## Dati forniti
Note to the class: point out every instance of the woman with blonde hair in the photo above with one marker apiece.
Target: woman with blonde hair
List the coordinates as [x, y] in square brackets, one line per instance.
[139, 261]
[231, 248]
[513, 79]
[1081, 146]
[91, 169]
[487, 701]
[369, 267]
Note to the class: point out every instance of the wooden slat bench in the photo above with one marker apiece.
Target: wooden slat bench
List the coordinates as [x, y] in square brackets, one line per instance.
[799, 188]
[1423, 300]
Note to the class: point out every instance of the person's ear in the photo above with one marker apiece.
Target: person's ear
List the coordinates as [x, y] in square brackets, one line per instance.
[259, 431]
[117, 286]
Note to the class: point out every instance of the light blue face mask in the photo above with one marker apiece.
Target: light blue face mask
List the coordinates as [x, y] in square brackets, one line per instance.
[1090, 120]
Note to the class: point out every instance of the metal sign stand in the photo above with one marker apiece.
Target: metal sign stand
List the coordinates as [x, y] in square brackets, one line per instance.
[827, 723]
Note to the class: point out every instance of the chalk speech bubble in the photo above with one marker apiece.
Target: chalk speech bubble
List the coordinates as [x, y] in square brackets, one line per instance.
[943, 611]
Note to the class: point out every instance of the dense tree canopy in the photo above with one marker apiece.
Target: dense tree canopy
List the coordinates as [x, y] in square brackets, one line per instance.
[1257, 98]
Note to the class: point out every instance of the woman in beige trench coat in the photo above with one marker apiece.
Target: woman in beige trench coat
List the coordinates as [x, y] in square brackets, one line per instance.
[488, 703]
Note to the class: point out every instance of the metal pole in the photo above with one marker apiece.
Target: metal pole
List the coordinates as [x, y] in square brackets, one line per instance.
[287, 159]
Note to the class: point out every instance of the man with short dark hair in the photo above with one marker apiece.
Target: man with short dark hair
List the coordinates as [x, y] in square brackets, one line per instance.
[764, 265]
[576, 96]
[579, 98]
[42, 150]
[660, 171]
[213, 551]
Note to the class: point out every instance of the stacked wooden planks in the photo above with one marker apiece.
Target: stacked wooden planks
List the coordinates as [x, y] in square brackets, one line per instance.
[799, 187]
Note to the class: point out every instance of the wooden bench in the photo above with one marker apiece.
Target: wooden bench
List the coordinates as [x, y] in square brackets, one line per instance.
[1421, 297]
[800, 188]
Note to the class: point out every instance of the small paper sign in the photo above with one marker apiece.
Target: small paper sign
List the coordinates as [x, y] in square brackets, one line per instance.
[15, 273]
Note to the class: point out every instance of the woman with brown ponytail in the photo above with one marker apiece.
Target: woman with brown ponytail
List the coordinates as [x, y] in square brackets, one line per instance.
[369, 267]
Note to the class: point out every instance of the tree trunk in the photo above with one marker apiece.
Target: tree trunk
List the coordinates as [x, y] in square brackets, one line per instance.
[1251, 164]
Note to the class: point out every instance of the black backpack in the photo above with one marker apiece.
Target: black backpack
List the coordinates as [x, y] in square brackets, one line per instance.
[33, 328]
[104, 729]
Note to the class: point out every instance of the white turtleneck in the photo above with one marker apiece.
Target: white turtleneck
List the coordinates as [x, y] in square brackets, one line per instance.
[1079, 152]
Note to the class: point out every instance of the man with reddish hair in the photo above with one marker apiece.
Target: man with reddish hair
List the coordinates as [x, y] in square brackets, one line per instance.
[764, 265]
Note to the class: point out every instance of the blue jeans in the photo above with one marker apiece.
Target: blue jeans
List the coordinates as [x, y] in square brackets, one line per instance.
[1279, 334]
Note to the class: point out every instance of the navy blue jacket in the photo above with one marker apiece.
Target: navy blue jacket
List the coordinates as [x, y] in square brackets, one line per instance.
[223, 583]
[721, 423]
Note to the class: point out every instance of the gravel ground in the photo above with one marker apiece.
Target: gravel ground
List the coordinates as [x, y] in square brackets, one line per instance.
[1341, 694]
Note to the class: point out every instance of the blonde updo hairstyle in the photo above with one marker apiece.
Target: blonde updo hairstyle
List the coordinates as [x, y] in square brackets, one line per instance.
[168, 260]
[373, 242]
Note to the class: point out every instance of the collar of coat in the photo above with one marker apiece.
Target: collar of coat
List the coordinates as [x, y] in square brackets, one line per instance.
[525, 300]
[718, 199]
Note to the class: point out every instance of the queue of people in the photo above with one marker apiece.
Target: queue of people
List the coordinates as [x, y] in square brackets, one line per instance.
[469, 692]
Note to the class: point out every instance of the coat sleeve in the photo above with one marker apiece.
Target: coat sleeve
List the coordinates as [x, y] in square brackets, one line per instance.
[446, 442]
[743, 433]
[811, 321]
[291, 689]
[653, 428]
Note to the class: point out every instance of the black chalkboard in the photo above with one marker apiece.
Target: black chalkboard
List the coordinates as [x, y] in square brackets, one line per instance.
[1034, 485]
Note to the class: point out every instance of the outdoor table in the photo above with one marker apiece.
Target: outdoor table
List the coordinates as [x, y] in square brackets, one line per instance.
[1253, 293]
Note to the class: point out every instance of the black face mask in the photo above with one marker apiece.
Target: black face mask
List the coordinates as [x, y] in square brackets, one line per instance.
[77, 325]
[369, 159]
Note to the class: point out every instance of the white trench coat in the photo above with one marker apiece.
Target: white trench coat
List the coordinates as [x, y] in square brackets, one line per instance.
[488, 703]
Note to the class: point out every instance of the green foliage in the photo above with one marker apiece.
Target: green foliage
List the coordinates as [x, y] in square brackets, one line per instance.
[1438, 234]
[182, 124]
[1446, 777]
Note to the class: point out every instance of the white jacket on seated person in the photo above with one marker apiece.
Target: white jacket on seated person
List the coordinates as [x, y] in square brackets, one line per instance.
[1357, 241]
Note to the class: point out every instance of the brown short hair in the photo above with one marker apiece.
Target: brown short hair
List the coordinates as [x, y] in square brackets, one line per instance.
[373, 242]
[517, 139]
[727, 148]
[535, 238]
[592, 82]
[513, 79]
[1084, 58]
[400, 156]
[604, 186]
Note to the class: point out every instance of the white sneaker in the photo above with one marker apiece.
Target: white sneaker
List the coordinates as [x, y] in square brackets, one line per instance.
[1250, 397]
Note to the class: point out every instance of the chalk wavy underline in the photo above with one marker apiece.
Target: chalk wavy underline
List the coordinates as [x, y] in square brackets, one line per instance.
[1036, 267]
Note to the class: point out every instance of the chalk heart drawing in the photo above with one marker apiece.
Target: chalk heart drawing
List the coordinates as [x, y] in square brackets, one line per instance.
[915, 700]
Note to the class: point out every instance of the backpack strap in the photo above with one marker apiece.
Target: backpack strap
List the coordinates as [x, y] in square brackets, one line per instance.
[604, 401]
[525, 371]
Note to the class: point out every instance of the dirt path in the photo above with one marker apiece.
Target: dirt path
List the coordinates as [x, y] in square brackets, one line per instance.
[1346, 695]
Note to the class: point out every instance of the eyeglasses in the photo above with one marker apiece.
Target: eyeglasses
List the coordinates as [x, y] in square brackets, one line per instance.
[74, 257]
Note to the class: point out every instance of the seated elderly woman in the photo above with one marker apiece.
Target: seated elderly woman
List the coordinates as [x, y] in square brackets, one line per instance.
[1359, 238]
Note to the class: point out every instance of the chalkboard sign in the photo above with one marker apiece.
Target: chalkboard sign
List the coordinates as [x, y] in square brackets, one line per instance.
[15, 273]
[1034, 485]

## Consegna
Ricopia senza alcuna modifica le righe dei record riportati sopra, a partire da quella che contiene "Note to the class: point out every instance of the queue" fino a quella che contiene "[1253, 293]", entrambe incluse.

## Soluzione
Note to the class: point out every instance of the queue of people in the photo above with one marker apiece.
Target: queue of people
List the coordinates as [x, y] in square brackets, one line per instance.
[469, 692]
Note to the class: point out every instance of the coat sleeve in the photo above with one marker apiece.
Target: coat sleeve
List the coordinates as [x, y] in square brackets, one line per instance.
[446, 442]
[743, 433]
[811, 321]
[291, 689]
[653, 428]
Note to the class: point out every instance of the black chalkboard in the photo above with one marker apiece.
Target: black chalkboard
List the coordinates as [x, y] in square brackets, one line per instance.
[1034, 485]
Note to the class: point out every instance of the outdoor table in the photo above with one marker apiece.
Target: outdoor table
List the coordinates as [x, y] in square brackets, one line per instance.
[1253, 293]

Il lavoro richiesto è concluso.